=== WHAT THE EXERCISE ASKS ===
Count how many lines of the listing below contain the word "blurred". Capitalization must match. Reply with the number alone.

>> START ENTRIES SHOWN

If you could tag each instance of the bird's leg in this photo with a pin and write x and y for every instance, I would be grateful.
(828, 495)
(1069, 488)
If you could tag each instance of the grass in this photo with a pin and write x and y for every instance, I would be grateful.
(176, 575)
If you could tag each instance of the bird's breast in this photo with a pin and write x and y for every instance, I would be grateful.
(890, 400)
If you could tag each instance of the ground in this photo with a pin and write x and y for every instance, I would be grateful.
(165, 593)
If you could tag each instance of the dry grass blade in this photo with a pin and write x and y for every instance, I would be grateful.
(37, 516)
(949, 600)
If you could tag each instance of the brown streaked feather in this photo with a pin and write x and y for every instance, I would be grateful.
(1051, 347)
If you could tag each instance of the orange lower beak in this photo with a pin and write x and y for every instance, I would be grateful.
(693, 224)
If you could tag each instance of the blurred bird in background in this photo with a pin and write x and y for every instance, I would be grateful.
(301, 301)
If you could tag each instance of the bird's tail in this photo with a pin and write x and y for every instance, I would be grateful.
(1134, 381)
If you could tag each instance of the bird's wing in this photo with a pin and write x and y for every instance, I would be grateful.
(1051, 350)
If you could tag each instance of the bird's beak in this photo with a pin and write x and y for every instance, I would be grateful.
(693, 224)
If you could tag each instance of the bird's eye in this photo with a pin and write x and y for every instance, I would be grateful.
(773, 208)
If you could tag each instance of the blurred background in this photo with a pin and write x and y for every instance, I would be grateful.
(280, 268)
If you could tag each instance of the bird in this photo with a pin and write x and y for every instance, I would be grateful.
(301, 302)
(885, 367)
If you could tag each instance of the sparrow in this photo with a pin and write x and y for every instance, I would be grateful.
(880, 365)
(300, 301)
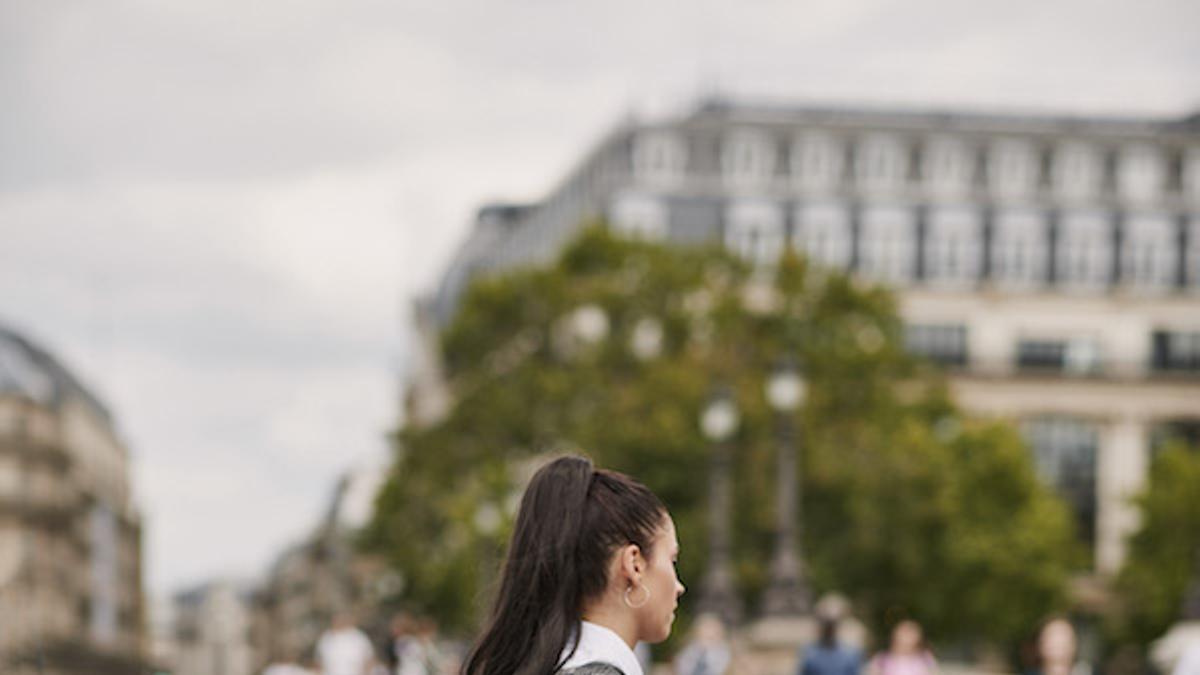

>> END ENTRIES SHOWN

=== COMPLETED EXERCISE ===
2